### Requirement 1
Answer these from the kombucha excerpt:
(a) What does MOMO use to flavor its kombucha?
(b) What happens if chilled kombucha is left at room temperature?
(c) What are the three ways ambient kombucha can be made?
### Requirement 2
Continue the kombucha excerpt from its last sentence.
== Document excerpt ==
With fermentation complete, MOMO adds bubbles by lightly carbonating the booch. We flavour our kombucha with organic cold pressed juice and organic dried flowers.

What are the different types?

In the UK you can buy two distinct types of kombucha; chilled and ambient. Chilled kombucha is authentic; ambient has been processed to remove the live cultures.

Chilled kombucha is a living thing, and if you leave it at room temperature, the fermentation process will continue.

Ambient kombucha must be brewed from concentrate, super-fine-filtered or pasteurised. This makes it shelf-stable, and reduces or removes the live cultures. Some brands then add in lab grown cultures that won't trigger fermentation. In all cases, this process removes the diversity of the naturally occurring live cultures, impacts the depth of flavour, and in our view lessens the gut health benefits.

Chilled kombucha is bottled at the source, as it is. Cooling it prevents further fermentation. The cultures live on, ready to share their health benefits with you.
===
== Material provided ==
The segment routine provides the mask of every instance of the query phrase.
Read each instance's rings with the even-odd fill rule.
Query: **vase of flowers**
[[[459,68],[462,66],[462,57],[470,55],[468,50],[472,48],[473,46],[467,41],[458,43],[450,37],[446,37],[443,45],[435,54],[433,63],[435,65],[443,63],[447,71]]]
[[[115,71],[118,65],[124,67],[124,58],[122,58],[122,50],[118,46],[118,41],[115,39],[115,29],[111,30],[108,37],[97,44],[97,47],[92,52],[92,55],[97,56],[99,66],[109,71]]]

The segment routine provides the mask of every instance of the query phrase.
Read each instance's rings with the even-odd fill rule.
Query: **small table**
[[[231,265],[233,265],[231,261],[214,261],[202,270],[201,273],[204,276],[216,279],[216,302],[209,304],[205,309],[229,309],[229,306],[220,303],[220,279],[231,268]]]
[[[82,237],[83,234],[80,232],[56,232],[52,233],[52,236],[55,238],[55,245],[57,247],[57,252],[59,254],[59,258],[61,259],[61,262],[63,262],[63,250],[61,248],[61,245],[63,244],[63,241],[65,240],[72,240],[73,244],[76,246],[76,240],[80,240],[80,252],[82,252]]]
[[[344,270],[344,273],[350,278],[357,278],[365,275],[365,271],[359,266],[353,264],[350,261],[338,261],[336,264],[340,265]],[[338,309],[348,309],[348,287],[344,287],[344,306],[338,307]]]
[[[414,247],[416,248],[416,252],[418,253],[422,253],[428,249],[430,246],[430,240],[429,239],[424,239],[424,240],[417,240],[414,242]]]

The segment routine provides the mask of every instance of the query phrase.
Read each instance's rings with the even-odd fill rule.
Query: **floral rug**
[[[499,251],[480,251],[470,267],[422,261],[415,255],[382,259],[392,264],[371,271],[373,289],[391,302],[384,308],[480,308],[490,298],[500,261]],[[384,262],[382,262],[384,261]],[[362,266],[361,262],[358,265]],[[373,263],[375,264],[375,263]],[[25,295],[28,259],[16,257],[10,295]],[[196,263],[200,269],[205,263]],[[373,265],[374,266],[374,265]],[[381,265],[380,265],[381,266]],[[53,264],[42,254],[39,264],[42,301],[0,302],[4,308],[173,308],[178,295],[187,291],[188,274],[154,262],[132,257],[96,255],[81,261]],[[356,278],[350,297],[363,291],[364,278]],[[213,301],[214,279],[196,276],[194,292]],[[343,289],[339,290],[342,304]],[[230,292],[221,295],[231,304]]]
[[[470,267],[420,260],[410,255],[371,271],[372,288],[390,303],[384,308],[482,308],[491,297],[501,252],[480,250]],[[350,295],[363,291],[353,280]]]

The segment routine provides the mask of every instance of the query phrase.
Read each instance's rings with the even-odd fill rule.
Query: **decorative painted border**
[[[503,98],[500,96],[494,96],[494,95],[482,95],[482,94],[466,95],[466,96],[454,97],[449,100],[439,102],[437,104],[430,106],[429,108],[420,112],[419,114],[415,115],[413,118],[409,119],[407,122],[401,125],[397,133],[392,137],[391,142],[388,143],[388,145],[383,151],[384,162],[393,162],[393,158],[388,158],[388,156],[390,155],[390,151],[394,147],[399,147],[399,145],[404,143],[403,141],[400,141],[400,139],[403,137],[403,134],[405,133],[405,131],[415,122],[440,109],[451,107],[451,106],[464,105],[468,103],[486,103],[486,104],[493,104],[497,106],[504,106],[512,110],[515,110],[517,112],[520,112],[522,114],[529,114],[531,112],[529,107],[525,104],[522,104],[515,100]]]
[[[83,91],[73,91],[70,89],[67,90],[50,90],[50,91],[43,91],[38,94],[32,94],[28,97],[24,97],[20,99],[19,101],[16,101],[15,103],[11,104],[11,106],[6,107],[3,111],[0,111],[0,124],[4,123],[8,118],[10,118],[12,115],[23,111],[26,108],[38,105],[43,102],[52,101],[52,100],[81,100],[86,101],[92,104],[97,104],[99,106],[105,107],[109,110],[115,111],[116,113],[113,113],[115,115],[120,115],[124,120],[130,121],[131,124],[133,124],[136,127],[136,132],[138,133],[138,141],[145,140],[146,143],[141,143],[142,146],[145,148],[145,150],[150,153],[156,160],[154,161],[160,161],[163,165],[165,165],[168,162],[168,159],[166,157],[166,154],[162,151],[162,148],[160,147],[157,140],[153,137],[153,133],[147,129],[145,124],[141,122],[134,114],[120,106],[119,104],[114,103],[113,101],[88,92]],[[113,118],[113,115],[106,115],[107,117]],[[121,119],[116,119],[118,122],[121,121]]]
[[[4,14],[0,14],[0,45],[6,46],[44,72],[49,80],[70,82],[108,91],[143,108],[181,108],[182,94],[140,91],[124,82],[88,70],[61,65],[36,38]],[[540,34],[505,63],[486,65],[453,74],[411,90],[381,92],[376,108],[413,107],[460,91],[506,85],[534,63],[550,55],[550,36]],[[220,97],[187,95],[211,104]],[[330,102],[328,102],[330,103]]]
===
### Answer space 1
(a) Organic cold pressed juice and organic dried flowers.
(b) The fermentation process continues.
(c) It is brewed from concentrate, super-fine-filtered, or pasteurized.

### Answer space 2
MOMO Kombucha is raw and completely unfiltered. Because MOMO is unfiltered, it has a slight cloudy appearance which is the effect of the live cultures suspended in the liquid. Other brands tend to be clearer as they have been so heavily filtered.

For ultimate authenticity of flavour, MOMO is brewed the old-fashioned way in small glass jars. This gives us much more control over the fermentation process.

What does kombucha taste like?

Kombucha has a complex tangy flavour that likes to defy language. The simplest answer is to try it.

The flavour palette of all good kombucha starts with its fundamental ingredient - tea. We use a blend of three teas, which combine to create a cleaner, zingier and earthier flavour than a typical breakfast tea. This is the initial flavour base.

After fermentation, the sour flavour of acetic acid punches through. The small amount of unfermented sugar leaves a hint of sweetness; how much depends on the flavour.

After fermentation is complete, MOMO adds bubbles by lightly carbonating the kombucha. To flavour we use a combination of different organic cold pressed juices and organic dried flowers: Elderflowers and Hibiscus flowers to be precise. Each flavour is immediately recognisable.

It’s slightly sour, has a deep, broad palette, and a sweetness that depends on the variety.

Where did Kombucha come from?

Kombucha's origin goes way back. No one's quite sure how old it is, but most evidence suggests its at least 2000 years old.

Some suggest that it originated in north-east China around 200 BCE. From there, so the story goes, it spread east to Japan through the efforts of a fabled Korean physician named Kombu. Cha is Chinese for tea - and the rest is history.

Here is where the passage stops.